--- start of Data records ---

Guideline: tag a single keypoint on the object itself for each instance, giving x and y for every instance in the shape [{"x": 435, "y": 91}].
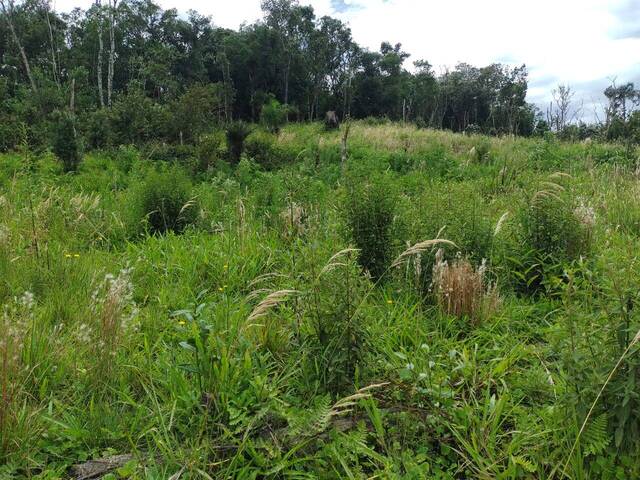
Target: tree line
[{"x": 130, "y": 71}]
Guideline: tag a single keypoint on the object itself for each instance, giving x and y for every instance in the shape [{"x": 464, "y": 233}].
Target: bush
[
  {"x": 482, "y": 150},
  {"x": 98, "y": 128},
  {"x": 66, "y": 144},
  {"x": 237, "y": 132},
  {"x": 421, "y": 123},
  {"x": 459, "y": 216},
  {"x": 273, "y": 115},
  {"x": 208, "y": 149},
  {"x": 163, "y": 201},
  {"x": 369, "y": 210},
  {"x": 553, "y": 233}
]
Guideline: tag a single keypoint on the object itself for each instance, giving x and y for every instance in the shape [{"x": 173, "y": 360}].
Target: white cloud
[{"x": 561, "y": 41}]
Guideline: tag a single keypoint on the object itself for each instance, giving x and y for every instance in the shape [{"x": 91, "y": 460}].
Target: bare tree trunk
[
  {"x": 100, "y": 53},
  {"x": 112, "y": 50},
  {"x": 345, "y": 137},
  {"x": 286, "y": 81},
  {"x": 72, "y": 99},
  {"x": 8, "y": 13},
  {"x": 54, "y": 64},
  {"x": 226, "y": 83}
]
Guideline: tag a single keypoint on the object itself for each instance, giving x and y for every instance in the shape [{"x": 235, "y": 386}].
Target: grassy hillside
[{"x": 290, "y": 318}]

--- end of Data records ---
--- start of Data records ---

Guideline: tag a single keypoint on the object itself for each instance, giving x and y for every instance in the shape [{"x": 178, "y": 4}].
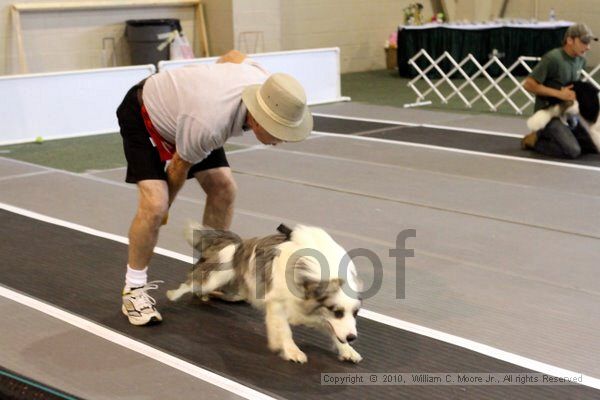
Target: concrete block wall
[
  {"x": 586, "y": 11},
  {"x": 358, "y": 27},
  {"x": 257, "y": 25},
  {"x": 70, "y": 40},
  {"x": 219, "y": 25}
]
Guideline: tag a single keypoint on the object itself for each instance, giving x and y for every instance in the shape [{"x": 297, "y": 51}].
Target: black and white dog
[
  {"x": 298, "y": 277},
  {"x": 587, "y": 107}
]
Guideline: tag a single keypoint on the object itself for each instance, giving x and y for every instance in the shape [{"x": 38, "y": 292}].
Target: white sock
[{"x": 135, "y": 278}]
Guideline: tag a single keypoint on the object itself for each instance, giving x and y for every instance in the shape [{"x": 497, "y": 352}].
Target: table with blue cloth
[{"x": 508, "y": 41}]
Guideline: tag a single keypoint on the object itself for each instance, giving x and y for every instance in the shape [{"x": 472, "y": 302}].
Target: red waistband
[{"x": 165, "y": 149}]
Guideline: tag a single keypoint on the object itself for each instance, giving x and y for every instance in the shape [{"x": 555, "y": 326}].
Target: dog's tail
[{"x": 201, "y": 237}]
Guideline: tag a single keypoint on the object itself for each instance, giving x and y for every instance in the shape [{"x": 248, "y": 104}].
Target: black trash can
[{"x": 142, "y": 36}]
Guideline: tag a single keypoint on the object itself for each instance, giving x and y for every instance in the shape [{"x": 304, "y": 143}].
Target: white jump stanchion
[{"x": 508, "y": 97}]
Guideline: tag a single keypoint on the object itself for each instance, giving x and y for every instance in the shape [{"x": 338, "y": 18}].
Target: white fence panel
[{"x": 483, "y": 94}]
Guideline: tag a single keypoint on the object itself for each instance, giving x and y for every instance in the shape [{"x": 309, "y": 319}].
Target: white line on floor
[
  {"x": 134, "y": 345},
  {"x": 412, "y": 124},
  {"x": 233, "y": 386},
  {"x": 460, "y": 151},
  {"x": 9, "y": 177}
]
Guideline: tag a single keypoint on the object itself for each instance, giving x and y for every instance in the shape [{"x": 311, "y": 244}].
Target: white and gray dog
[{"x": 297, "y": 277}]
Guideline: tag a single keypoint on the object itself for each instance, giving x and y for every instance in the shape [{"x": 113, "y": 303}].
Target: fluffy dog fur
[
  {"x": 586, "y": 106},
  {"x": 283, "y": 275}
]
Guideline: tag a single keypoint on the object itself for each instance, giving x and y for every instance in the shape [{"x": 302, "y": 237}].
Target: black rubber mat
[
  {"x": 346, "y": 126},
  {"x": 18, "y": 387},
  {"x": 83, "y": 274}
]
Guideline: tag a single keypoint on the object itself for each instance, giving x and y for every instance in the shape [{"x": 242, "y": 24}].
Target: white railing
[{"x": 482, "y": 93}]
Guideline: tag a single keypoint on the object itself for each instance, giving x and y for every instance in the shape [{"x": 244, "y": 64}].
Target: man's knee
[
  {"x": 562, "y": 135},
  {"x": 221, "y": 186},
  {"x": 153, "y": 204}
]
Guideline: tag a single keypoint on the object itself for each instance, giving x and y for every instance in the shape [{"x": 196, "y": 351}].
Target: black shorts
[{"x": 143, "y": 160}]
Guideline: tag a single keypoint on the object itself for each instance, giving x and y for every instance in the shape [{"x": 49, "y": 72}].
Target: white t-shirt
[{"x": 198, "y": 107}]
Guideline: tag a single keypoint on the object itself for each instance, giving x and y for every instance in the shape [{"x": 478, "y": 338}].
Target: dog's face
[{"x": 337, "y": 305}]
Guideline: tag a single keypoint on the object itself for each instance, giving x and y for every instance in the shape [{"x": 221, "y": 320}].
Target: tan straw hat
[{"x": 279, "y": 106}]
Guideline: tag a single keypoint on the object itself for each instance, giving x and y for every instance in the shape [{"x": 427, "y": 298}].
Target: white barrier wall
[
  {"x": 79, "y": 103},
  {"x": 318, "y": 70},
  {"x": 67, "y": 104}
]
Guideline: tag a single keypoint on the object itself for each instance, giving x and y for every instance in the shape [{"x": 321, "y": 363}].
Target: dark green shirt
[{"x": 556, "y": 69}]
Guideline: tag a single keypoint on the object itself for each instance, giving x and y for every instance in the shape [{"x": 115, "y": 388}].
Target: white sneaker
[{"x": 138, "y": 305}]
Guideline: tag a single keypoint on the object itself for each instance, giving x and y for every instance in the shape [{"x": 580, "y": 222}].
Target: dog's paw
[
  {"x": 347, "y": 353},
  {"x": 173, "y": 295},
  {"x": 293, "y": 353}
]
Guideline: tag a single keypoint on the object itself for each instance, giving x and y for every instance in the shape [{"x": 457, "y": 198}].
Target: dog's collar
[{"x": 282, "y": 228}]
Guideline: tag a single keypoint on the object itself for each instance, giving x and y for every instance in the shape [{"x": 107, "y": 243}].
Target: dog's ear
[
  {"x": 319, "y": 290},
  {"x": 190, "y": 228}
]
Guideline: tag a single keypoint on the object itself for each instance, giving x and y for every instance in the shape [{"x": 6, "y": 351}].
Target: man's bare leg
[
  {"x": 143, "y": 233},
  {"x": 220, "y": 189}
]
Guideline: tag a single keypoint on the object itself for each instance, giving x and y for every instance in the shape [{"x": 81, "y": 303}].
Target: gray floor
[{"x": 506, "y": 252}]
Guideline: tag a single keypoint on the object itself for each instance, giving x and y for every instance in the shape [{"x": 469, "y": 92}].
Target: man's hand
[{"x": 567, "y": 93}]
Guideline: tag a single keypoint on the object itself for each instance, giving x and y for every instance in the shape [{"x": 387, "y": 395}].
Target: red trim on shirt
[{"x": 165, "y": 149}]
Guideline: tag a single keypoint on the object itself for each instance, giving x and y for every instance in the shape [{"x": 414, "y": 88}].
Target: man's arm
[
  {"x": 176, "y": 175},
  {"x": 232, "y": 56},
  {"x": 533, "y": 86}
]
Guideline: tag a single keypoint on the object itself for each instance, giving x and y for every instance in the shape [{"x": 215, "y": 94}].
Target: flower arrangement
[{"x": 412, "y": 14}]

--- end of Data records ---

# Prompt:
Display each line of the records above that contains the word "wall", copying every such line in full.

# Answer to the task:
Target: concrete block wall
Target: white barrier wall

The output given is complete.